■ **Data excerpts**
****************************************

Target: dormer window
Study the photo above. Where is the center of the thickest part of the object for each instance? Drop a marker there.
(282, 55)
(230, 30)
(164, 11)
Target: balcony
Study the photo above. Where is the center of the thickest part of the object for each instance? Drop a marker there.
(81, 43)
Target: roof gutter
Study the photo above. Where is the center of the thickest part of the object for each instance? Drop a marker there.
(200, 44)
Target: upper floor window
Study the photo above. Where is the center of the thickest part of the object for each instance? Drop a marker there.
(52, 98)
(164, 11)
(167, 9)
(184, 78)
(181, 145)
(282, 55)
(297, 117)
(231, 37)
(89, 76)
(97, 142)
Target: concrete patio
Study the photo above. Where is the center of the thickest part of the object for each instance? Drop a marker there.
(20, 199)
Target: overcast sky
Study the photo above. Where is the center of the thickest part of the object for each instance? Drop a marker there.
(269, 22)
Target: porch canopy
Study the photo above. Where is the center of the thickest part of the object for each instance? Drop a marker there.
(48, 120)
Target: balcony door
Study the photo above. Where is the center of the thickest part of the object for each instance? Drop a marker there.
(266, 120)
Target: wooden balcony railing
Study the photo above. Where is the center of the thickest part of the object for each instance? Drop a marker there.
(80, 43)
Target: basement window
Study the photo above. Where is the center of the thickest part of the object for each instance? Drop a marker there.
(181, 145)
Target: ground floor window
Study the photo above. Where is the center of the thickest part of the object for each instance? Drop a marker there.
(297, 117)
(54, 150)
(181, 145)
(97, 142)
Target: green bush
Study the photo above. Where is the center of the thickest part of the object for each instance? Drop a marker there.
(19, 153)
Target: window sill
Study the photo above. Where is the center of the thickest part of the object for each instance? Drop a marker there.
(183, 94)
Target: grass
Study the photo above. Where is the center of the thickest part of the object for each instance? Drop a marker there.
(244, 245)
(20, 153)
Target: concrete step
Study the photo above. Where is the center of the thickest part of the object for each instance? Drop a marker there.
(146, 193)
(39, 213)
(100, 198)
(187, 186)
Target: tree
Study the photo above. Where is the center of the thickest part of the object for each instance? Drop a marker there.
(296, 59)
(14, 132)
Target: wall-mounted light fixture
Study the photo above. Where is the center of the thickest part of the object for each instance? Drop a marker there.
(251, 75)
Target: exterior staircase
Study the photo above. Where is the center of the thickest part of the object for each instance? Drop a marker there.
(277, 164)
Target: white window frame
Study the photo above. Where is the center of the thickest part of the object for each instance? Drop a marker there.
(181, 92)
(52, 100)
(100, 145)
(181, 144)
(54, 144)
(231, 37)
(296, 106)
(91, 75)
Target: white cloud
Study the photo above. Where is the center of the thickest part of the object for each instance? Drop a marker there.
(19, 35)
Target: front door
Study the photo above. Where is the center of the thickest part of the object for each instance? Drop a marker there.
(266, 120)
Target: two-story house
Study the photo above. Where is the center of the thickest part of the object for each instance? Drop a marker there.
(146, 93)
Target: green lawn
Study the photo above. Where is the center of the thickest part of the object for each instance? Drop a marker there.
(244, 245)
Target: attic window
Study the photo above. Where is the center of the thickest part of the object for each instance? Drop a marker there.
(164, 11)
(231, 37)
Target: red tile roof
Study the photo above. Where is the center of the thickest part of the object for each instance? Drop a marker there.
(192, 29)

****************************************

■ **EXERCISE GOAL**
Your answer must be the lines from the first line of the records through the line containing "Target: upper floor window", copied exactly.

■ **ANSWER TO THE PROBLEM**
Target: dormer window
Study the photo above. Where is the center of the thickest part of the object for each instance? Drop a marker there.
(282, 55)
(230, 30)
(164, 11)
Target: balcony
Study the photo above. Where is the center of the thickest part of the object for each instance? Drop a marker there.
(81, 43)
Target: roof gutter
Study the photo above. Where is the center of the thickest part of the object for each instance? Drop a marker there.
(200, 44)
Target: upper floor window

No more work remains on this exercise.